However, it is a catch-22 for the commercial motorist who fails to bribe a traffic police at checkpoint. He will first be incriminated, then asked to see a senior officer cooling off somewhere under the tree for remedy. The senior officer’s price is higher and non-negotiable. He threatens the commercial motorist with an arrest and or physical harm. He is not ready to reason with the incriminated suspect for the fact that he has some passengers waiting in the bus. He keeps the motorist until he is willing to pay the N1000 minimum price for violating no extant law.

These and many more police excesses at checkpoints are violations of human rights and legal provisions of the country. It is also a breach of the ethics of the Nigeria Police Force and as such compromises the purpose for which the agency is created. Police officers are expected to refuse any gifts, presents, favors, or promises that could be interpreted as seeking to cause the officer to refrain from performing official responsibilities honestly and within the law. But the reverse is the case in Nigeria.

### Supplied data

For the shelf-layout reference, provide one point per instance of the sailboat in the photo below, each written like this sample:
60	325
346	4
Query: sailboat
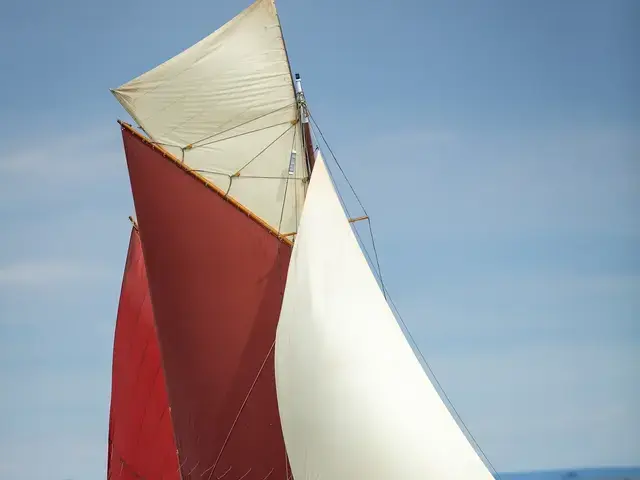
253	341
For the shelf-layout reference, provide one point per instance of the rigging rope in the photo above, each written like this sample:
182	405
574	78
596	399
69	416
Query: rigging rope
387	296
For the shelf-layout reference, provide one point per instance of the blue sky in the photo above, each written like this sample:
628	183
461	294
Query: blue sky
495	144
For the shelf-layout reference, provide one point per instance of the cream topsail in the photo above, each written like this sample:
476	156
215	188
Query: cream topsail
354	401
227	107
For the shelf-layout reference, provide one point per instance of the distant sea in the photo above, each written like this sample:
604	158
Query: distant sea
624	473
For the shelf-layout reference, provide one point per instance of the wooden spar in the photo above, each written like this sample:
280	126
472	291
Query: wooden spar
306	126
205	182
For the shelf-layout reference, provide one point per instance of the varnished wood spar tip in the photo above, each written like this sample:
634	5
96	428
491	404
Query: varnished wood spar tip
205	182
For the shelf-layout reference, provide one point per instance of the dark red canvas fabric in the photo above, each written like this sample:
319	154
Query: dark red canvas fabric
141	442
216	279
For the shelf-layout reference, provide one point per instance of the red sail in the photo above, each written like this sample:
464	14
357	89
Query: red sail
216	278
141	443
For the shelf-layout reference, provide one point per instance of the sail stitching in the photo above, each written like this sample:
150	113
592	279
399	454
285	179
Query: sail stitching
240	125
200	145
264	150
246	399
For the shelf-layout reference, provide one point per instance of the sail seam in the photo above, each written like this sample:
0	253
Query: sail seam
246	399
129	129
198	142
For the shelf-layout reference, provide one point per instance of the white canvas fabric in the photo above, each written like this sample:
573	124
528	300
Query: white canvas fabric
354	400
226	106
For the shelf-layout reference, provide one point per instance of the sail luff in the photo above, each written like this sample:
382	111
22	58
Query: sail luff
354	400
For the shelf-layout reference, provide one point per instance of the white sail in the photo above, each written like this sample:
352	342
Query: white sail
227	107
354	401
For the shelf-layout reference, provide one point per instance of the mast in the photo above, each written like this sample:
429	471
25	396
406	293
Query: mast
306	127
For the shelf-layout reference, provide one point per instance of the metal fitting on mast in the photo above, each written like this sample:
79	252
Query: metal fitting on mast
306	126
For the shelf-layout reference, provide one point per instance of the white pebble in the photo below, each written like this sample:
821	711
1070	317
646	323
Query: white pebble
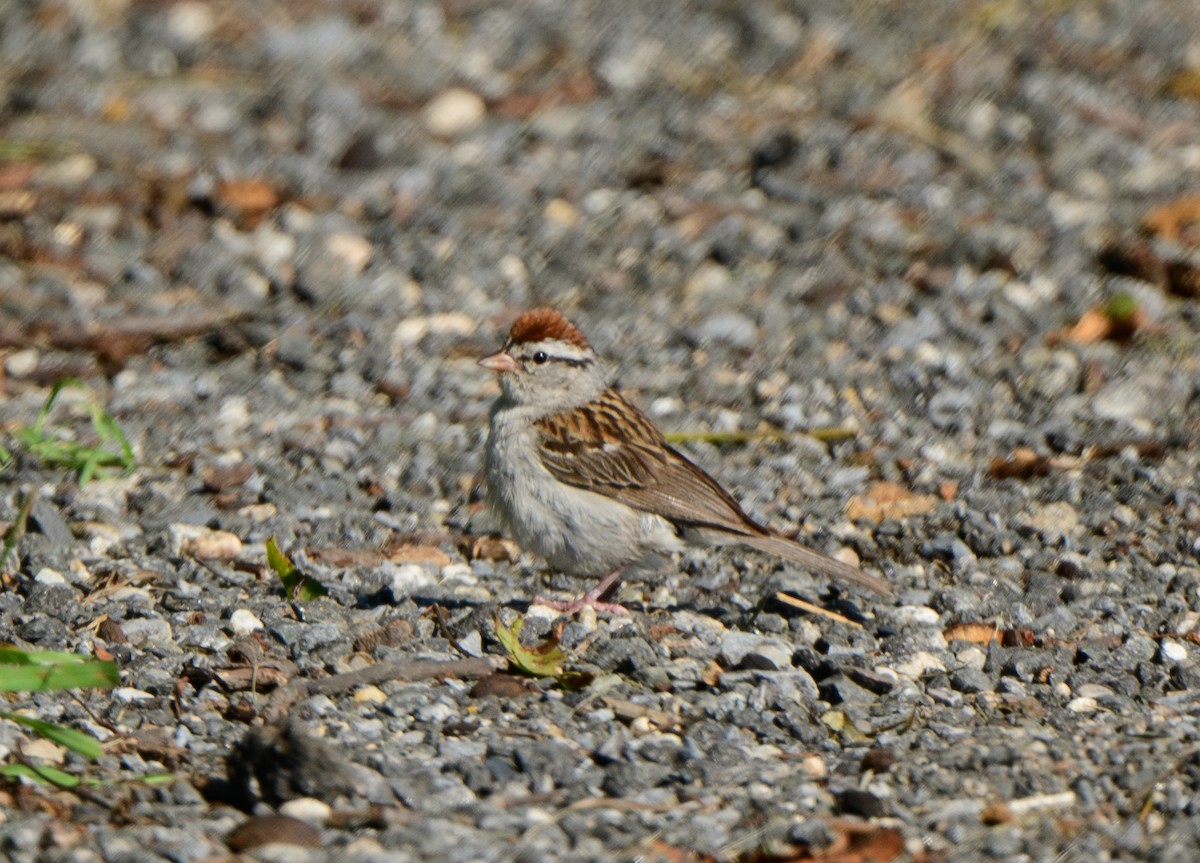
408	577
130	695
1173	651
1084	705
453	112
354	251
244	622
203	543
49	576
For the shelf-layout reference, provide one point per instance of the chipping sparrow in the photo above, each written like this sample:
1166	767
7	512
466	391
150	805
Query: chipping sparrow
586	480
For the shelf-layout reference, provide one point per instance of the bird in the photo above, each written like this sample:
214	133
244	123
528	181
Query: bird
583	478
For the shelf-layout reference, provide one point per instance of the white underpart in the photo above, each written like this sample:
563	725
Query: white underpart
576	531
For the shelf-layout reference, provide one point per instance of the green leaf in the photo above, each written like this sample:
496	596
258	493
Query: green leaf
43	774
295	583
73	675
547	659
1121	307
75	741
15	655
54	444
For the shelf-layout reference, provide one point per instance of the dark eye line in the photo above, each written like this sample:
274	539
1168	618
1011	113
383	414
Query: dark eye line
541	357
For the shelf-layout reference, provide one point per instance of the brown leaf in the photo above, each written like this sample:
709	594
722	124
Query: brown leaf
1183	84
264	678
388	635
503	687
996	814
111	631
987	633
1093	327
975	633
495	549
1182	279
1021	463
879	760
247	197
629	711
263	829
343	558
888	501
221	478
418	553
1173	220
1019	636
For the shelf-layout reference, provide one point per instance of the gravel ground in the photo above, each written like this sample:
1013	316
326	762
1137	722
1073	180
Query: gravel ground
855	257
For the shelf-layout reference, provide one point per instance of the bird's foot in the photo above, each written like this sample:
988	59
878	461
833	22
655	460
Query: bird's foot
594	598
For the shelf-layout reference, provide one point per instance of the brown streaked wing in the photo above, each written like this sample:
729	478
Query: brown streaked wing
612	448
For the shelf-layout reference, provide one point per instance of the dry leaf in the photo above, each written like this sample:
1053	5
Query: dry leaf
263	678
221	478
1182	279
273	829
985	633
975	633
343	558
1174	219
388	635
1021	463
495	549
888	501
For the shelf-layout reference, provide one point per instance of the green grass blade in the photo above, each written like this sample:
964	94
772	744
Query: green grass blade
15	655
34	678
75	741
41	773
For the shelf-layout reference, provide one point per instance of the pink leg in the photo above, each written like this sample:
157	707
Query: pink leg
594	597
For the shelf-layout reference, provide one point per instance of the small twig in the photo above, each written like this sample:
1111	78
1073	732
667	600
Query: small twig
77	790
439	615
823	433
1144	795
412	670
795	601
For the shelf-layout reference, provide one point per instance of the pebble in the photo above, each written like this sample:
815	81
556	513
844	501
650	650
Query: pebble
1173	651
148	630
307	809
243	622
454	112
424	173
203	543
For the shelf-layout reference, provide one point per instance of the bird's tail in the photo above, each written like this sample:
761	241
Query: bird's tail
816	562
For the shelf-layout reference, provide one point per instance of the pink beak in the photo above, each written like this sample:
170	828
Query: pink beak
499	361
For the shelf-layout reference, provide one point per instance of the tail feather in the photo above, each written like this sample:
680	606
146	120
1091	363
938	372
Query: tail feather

### Tasks to perform
- 1) Duplicate the passage on police checkpoints from "However, it is" to "no extant law.".
- 2) According to the passage on police checkpoints, what is the minimum price the detained motorist must pay before being released?
- 3) Resume the passage on police checkpoints immediately after its last sentence.
The listing is separate material and has no connection to the passage on police checkpoints.

### The replies
- 1)
However, it is a catch-22 for the commercial motorist who fails to bribe a traffic police at checkpoint. He will first be incriminated, then asked to see a senior officer cooling off somewhere under the tree for remedy. The senior officer’s price is higher and non-negotiable. He threatens the commercial motorist with an arrest and or physical harm. He is not ready to reason with the incriminated suspect for the fact that he has some passengers waiting in the bus. He keeps the motorist until he is willing to pay the N1000 minimum price for violating no extant law.

- 2) N1000.

- 3)
Virtually every road user in Nigeria has experienced one form of police misconduct or the other. It is disheartening to note that police abuse and corruption have become a routine experience of everyday life of commercial motorists, since they are the most frequent users of the road and high ways. They have lost hope in this institution designed to give them hope. Those charged with the responsibility of police oversight, discipline, and reform have for a long time failed to curtail their excesses and menace, thereby reinforcing impunity on the part of most police officers.

It is against this backdrop that there is urgent need for a reform in the Nigeria Police; a reform that will put an end to the plight of commercial motorists and every other road users in the hands of men of the Nigeria police. This is pertinent for effective crime prevention and control. For, the greatest crime is the one committed by institutions designed to fight it.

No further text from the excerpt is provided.